Items listed in a dataset:
★ ★ ★ ★ ★

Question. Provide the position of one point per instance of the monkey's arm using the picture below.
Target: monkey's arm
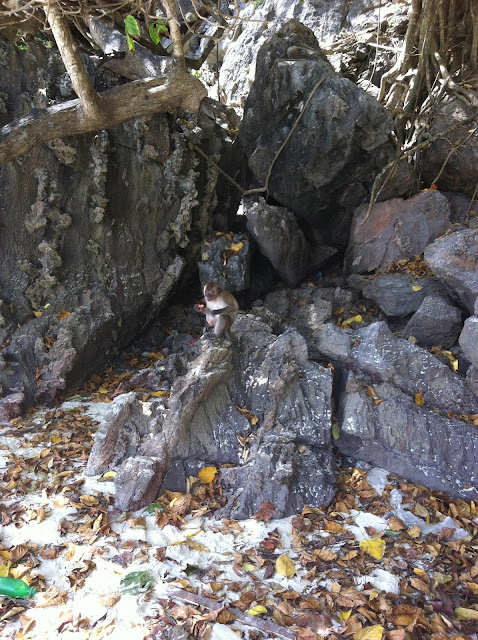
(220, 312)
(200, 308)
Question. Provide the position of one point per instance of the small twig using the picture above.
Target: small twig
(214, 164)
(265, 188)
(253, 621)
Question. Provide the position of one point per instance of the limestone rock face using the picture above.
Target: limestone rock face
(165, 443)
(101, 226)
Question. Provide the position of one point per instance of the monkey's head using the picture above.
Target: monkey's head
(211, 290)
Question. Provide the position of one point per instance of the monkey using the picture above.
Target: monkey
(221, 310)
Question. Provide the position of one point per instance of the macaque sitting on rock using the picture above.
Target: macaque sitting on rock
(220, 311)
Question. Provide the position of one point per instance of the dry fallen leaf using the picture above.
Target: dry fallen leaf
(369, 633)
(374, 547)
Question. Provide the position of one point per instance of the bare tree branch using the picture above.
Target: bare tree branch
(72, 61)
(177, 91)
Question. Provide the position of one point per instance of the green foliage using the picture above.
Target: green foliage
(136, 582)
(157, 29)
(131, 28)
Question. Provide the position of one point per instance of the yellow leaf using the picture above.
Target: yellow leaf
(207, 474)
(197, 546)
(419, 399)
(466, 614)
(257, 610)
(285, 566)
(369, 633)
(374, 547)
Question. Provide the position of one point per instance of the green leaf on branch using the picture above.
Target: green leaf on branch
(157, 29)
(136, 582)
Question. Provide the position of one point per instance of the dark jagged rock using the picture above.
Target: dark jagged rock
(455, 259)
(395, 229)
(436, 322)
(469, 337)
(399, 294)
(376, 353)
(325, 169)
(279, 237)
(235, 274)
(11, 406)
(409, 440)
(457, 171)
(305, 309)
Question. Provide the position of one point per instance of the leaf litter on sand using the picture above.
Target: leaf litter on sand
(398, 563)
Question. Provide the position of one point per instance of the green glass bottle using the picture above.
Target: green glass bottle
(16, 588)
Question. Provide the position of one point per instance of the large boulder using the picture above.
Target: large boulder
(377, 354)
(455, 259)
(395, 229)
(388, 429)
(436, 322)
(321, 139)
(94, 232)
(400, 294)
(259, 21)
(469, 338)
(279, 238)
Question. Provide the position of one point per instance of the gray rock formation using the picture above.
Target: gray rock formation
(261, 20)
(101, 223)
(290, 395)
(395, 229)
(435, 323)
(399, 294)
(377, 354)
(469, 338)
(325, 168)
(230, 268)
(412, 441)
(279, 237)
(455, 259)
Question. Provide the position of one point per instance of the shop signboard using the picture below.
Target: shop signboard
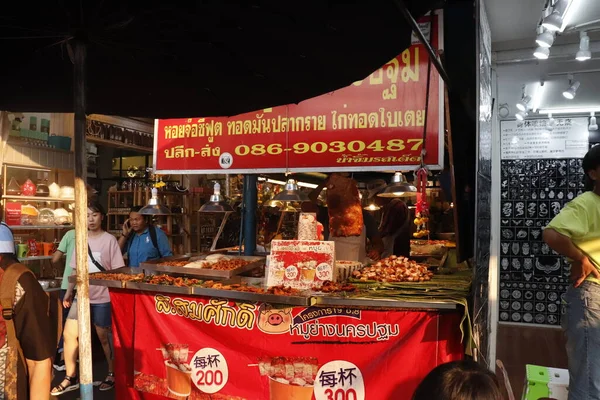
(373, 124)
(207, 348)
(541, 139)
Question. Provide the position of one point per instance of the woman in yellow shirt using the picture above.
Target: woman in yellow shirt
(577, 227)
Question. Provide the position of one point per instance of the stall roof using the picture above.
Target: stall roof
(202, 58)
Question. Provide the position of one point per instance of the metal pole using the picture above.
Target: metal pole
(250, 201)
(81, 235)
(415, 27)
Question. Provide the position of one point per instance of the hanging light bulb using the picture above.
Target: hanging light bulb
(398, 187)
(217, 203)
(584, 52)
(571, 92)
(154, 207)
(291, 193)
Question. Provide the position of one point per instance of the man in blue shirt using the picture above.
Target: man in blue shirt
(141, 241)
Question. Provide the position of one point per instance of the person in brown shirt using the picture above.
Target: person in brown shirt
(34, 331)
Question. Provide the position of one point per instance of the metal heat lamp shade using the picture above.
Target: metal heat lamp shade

★ ★ ★ ★ ★

- **What this task involves**: Reproduce the lines of the entries above from the one with "Target: dry fallen leaf" to the one with "boulder using the picture above.", both included, exactly and without any other line.

- **Exercise solution**:
Target: dry fallen leaf
(369, 633)
(374, 547)
Question. Provide the position of one point per instance of the bare tree branch using the picture above.
Target: bare tree branch
(72, 61)
(177, 91)
Question. Provide the position of one point per instance of the green foliage using the picture above.
Target: green foliage
(136, 582)
(157, 29)
(131, 28)
Question. Provide the position of one point per instance of the yellow leaf using the picture above.
Target: yellow leaf
(207, 474)
(197, 546)
(419, 399)
(466, 614)
(257, 610)
(285, 566)
(369, 633)
(374, 547)
Question. Provide the position of one point per instance of the green leaf on branch using the picture above.
Target: green leaf on branch
(157, 29)
(136, 582)
Question. Provide the position of one point per instance of the dark jagged rock using the picture above.
Target: dark jagged rock
(455, 259)
(395, 229)
(436, 322)
(469, 337)
(399, 294)
(376, 353)
(325, 169)
(279, 237)
(235, 274)
(11, 406)
(409, 440)
(457, 171)
(305, 309)
Question. Provide the position of one point per instance of the leaf litter on sand using the picture above.
Target: leaf litter on sand
(398, 563)
Question. Provide the position of one point per instance of the green glass bottle using the picture above.
Target: green glass bottle
(16, 588)
Question. Provide the position of one point per instance of the large boulder using the picture above.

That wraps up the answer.